## [PROVIDED ENTRIES]
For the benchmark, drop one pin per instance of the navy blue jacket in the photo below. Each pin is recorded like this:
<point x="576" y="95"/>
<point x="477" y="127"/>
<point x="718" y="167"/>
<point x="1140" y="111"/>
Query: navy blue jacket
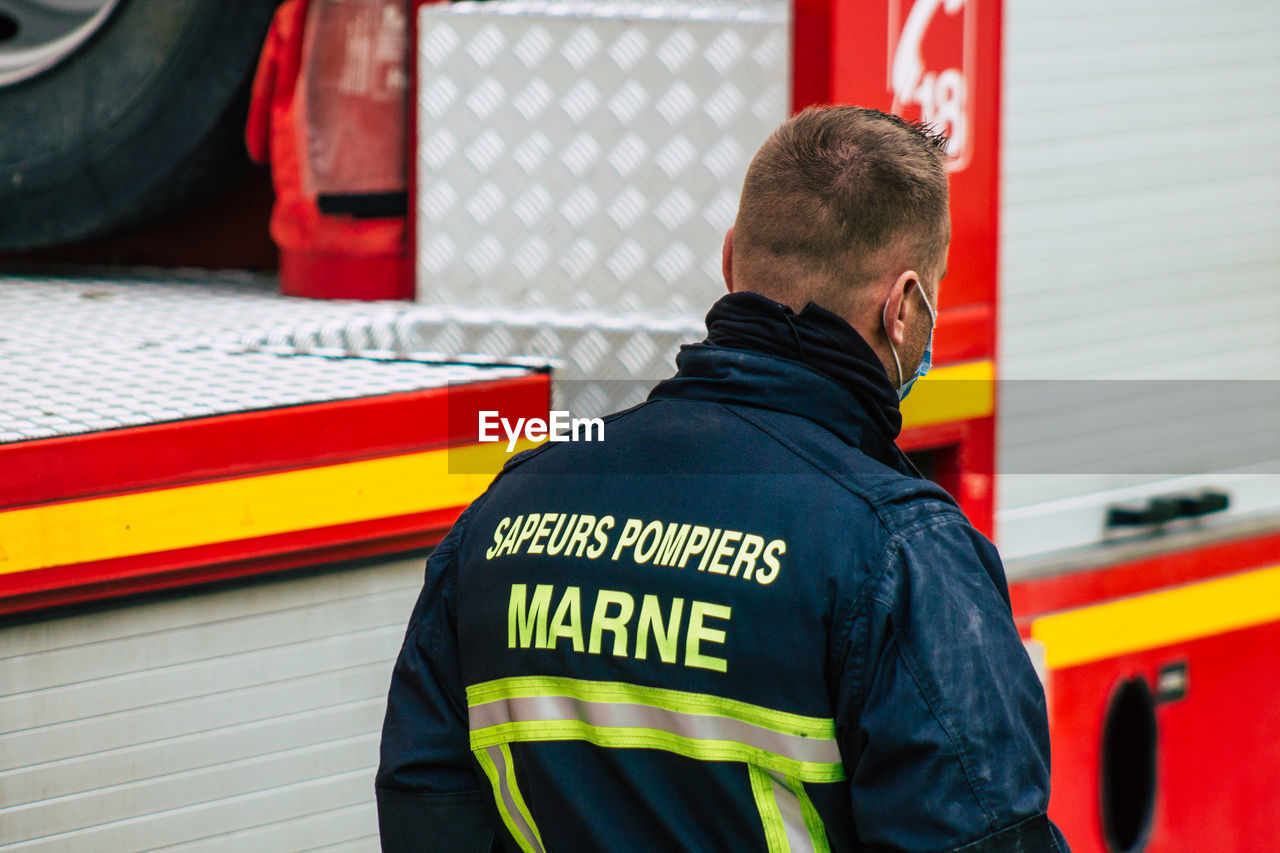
<point x="741" y="621"/>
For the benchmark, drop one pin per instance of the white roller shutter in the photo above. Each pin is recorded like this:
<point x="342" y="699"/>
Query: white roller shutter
<point x="1141" y="241"/>
<point x="242" y="719"/>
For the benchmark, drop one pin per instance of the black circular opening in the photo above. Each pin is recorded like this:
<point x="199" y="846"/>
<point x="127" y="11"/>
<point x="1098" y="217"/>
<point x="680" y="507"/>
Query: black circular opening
<point x="1129" y="767"/>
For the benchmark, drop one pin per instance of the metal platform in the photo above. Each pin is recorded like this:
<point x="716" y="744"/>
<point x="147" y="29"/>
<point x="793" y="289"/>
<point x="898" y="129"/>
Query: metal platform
<point x="85" y="355"/>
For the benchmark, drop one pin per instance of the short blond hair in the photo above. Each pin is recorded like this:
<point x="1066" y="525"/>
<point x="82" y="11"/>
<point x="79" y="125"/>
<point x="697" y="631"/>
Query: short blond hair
<point x="835" y="197"/>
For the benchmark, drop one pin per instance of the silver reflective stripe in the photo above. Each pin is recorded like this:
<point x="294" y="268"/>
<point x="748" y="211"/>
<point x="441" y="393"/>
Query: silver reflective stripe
<point x="792" y="815"/>
<point x="512" y="810"/>
<point x="695" y="726"/>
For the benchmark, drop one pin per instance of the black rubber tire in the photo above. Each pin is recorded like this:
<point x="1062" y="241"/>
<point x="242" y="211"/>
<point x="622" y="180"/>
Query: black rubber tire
<point x="147" y="117"/>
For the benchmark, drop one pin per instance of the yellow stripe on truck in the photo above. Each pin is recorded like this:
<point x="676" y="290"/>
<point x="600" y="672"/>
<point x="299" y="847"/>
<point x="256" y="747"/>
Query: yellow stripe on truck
<point x="951" y="393"/>
<point x="245" y="507"/>
<point x="1160" y="619"/>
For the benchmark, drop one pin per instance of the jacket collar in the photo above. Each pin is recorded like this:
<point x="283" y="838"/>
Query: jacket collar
<point x="813" y="364"/>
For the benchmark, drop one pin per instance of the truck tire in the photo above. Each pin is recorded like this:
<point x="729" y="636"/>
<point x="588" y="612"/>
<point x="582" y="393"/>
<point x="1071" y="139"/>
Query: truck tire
<point x="117" y="117"/>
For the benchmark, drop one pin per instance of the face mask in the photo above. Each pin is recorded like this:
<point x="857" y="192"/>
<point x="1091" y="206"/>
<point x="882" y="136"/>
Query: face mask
<point x="926" y="360"/>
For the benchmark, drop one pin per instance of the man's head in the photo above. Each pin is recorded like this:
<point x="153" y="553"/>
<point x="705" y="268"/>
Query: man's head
<point x="848" y="208"/>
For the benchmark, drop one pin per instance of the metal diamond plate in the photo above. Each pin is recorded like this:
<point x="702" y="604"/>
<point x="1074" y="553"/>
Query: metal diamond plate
<point x="87" y="355"/>
<point x="588" y="156"/>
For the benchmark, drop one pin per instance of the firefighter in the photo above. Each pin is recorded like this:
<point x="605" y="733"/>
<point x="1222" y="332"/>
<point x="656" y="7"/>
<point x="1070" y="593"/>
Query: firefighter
<point x="743" y="620"/>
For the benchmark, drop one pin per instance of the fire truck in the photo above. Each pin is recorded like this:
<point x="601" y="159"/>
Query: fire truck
<point x="215" y="497"/>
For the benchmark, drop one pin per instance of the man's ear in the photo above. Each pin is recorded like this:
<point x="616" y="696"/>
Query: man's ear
<point x="897" y="306"/>
<point x="727" y="259"/>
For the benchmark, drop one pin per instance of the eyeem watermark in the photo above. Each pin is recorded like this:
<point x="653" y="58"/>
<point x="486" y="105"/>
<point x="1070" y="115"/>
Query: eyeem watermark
<point x="560" y="427"/>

## [WORK TO DO]
Could you reproduce every record above exactly, leaving out the pictures?

## [RESULT BELOW]
For the benchmark, drop one pin per instance of the navy blue jacket in the photo below. Each pin is recorded like this:
<point x="576" y="95"/>
<point x="477" y="127"/>
<point x="718" y="167"/>
<point x="1140" y="111"/>
Query: navy blue jacket
<point x="741" y="621"/>
For the benchmark, drop one pin per instance of the white roller shutter in the photo above. Each pin is recorded like this:
<point x="342" y="699"/>
Query: white roller shutter
<point x="1141" y="241"/>
<point x="242" y="719"/>
For the benchmark, drop one pin per instance of the black circular opening in the photo above. Each pin is recorded like this:
<point x="199" y="846"/>
<point x="127" y="11"/>
<point x="1098" y="217"/>
<point x="680" y="507"/>
Query: black circular opening
<point x="1129" y="767"/>
For the benchmark, drop one pin per instance of the metal platform in the photo above. Each pin is recorded like this:
<point x="716" y="744"/>
<point x="147" y="29"/>
<point x="793" y="289"/>
<point x="898" y="129"/>
Query: metal platform
<point x="85" y="355"/>
For the benchmark, drop one pin per instance of the short blond hair in the photo above. Each pin is recorded like this:
<point x="1066" y="525"/>
<point x="82" y="11"/>
<point x="79" y="125"/>
<point x="697" y="631"/>
Query: short blond hair
<point x="835" y="197"/>
For the benchmark, drop one pin per instance of the silver reflective stripe in the photo above. Each pin is recorded like this:
<point x="294" y="268"/>
<point x="748" y="211"/>
<point x="441" y="393"/>
Query: silver reflective stripe
<point x="792" y="815"/>
<point x="512" y="810"/>
<point x="695" y="726"/>
For the benchmark, drop one pin per instance of the black rubber tire in the photo above. Each pin is recorded like this:
<point x="1062" y="241"/>
<point x="242" y="211"/>
<point x="622" y="180"/>
Query: black rubber tire
<point x="147" y="117"/>
For the benchmark, drop one pin per instance of the yellow stripe on truck in the photo above. Each pin is recorded like this:
<point x="676" y="290"/>
<point x="600" y="672"/>
<point x="299" y="847"/>
<point x="256" y="747"/>
Query: yellow stripe on truck
<point x="951" y="393"/>
<point x="245" y="507"/>
<point x="1160" y="619"/>
For the benchmark, drop one pin per instance of the jacket collar in the photo above. Each pin is recorded like this:
<point x="283" y="838"/>
Query: jacket collar
<point x="813" y="364"/>
For the benchmark, drop one pin per instance of the truck tire in the photo above. Each pin is recorded like this:
<point x="729" y="636"/>
<point x="588" y="612"/>
<point x="582" y="393"/>
<point x="1071" y="139"/>
Query: truck tire
<point x="117" y="117"/>
For the benchmark, drop one pin per instance of the face mask in the photo above. Each pin is recorded like this:
<point x="857" y="192"/>
<point x="1091" y="206"/>
<point x="882" y="136"/>
Query: face mask
<point x="926" y="360"/>
For the benchmark, drop one pin per instance of the man's head in the photo above. Each pin is recorded like this:
<point x="153" y="553"/>
<point x="705" y="268"/>
Query: man's head
<point x="848" y="208"/>
For the benchmark, drop one pin per instance of the metal diamond plate in the photo above. Each pin is recorded like this:
<point x="702" y="604"/>
<point x="1074" y="553"/>
Query: metal diamond plate
<point x="87" y="355"/>
<point x="588" y="156"/>
For the benchmark, drop one pin per instance of the firefighter in the photo above. Each pin is recorded like this:
<point x="605" y="733"/>
<point x="1222" y="332"/>
<point x="656" y="7"/>
<point x="1070" y="593"/>
Query: firefighter
<point x="743" y="620"/>
For the benchmark, drop one pin per instance of the fire truck in the photo above. Each pin is recorded like this:
<point x="601" y="159"/>
Query: fire truck
<point x="215" y="497"/>
For the benchmark, drop one pin per instance of the man's ear in the photo above. Each pin is recorded like this:
<point x="616" y="696"/>
Query: man's ear
<point x="897" y="306"/>
<point x="727" y="259"/>
For the benchmark, drop one pin per instance of the eyeem watermark in the photo above. Each pin is recorded like this:
<point x="653" y="58"/>
<point x="486" y="105"/>
<point x="1070" y="115"/>
Query: eyeem watermark
<point x="560" y="427"/>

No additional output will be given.